▸ TEXT:
Think of containerization as creating a “recipe” for the manual setup you already do on Vast.ai—instead of SSH-ing in and running pip install commands each time, you write those same commands once in a Dockerfile, Docker builds an immutable image with everything pre-installed, and that same image runs consistently across all instances. Most developers find this eliminates their biggest frustrations with manual instance management while keeping everything else familiar.

Why Containerization Has Become the Industry Standard

Containerization has emerged as the de facto deployment standard across the technology industry for compelling reasons that directly benefit developers and organizations. Containers provide consistency across environments by packaging applications with all their dependencies, eliminating the “it works on my machine” problem that has plagued software deployment for decades. This consistency extends from development laptops to production clusters, ensuring predictable behavior regardless of the underlying infrastructure. The portability offered by containers is transformative—applications become truly platform-agnostic, running identically on any system that supports container runtimes. This portability reduces vendor lock-in and enables organizations to migrate workloads between cloud providers, on-premises infrastructure, or hybrid environments without code changes. Additionally, containers enable efficient resource utilization through consistent packaging and deployment, while SaladCloud’s architecture ensures each container gets dedicated access to full GPU resources on individual nodes. Perhaps most importantly, containers have revolutionized deployment velocity and reliability. Teams can package, test, and deploy applications in minutes rather than hours, while container orchestration platforms provide automatic scaling, health monitoring, and self-healing capabilities. This operational efficiency has made containerization essential for modern DevOps practices and continuous delivery pipelines. On SaladCloud, each container runs on a dedicated GPU node, ensuring your application has exclusive access to the full GPU resources without sharing with other workloads. This dedicated approach maximizes performance while maintaining the portability and consistency benefits of containerization.

▸ REQUEST:
Pick up the text on containerization where it stops and continue it. The data is not required for this exercise.

▸ GIVEN MATERIAL:

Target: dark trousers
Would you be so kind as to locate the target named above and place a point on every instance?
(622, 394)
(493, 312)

▸ EXERCISE OUTPUT:
Key Platform Differences

Vast.ai Architecture

  • Individual GPU instances with SSH access
  • VM-like environment with direct file system access
  • Instance-based pricing and management

SaladCloud Architecture

  • Containerized applications with automatic orchestration
  • Distributed network with built-in redundancy
  • Container-based deployment with health monitoring

Migration Requirements

What You’re Already Doing (Made Easier)

The “requirements” below are actually improvements to processes you’re already handling manually on Vast.ai. Rather than learning entirely new concepts, you’re automating existing workflows with better consistency and reliability.
  • Containerization replaces manual dependency installation on each instance. Instead of SSH-ing in and running the same pip install commands repeatedly, you write them once in a Dockerfile, Docker builds the dependencies into an immutable image, and that image runs consistently across all instances.
  • Storage Strategy shifts from local file management to cloud-based storage patterns. While cloud APIs provide more reliable data persistence than manually copying files between instances, this transition requires rethinking data workflows. You’ll need to consider upload/download costs, latency impacts, and potential network reliability issues that weren’t factors with local storage on Vast.ai.
  • Network Architecture replaces managing multiple ports and SSH tunneling. You get a single port with automatic load balancing instead of manually configuring port forwarding and access rules.
  • AMD64 Architecture is what you’re already using on most Vast.ai instances, so this requires no change to your existing applications.

Technical Implementation (Familiar Concepts)

These constraints map directly to what you’re already working with, just more consistently managed:
  • Container Images: 35GB limit (larger than most Vast.ai instance setups)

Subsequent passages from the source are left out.